Each entry below is to be printed verbatim.

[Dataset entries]
=== Section Start ===

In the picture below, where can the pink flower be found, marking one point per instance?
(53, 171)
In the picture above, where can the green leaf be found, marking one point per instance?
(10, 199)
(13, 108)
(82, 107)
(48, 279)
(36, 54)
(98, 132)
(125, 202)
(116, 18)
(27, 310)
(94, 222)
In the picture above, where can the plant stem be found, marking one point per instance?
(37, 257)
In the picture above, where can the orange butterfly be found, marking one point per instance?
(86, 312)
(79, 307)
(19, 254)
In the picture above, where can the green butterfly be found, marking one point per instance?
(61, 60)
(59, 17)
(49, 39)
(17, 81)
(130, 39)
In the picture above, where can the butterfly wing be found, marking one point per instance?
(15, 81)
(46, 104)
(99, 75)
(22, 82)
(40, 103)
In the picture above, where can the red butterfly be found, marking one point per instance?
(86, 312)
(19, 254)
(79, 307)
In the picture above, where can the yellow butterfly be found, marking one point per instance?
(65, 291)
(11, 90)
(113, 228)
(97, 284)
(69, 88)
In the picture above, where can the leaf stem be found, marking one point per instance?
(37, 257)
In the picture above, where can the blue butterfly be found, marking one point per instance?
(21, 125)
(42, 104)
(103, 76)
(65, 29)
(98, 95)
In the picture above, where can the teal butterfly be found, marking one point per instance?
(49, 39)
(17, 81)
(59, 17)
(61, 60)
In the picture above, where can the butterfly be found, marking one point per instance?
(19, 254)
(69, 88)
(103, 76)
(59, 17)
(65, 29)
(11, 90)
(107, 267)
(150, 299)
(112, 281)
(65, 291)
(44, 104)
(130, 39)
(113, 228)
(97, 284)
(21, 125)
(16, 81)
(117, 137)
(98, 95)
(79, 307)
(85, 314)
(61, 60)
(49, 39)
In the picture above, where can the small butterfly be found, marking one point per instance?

=== Section End ===

ANSWER SPACE:
In the picture below, where can the pink flower be found, marking one point per instance?
(53, 171)
In the picture above, where can the green leaf be found, marking one point per instance?
(10, 199)
(13, 108)
(82, 107)
(48, 279)
(36, 54)
(98, 132)
(125, 202)
(116, 18)
(27, 310)
(94, 222)
In the picture above, where can the plant stem be found, marking one point per instance?
(37, 257)
In the picture above, where can the orange butterfly be found, marking one point per instance?
(86, 312)
(79, 307)
(19, 254)
In the picture above, where can the green butterfly be found, marking one point per instance?
(61, 60)
(59, 17)
(49, 39)
(17, 81)
(130, 39)
In the picture above, where can the butterfly wing be found, marking one point per instance?
(15, 81)
(46, 104)
(99, 75)
(22, 82)
(40, 103)
In the picture above, where can the red butterfly be found, marking one point per instance?
(86, 312)
(19, 254)
(79, 307)
In the picture above, where can the yellow butterfly be found, marking one point per instance?
(65, 291)
(11, 90)
(113, 228)
(97, 284)
(69, 88)
In the picture above, where can the leaf stem be found, marking one point per instance?
(37, 257)
In the picture above, where can the blue butterfly be found, marking one point per instance?
(21, 125)
(42, 104)
(103, 76)
(65, 29)
(98, 95)
In the picture above, where can the teal butterfly be found, marking one point per instance?
(49, 39)
(17, 81)
(59, 17)
(61, 60)
In the picture above, where can the butterfly be found, marking one point per instance?
(19, 254)
(69, 88)
(103, 76)
(59, 17)
(65, 29)
(11, 90)
(107, 267)
(150, 299)
(112, 281)
(65, 291)
(44, 104)
(130, 39)
(113, 228)
(97, 284)
(21, 125)
(16, 81)
(117, 137)
(98, 95)
(79, 307)
(85, 314)
(61, 60)
(49, 39)
In the picture above, where can the small butterfly be found, marking one point per instance?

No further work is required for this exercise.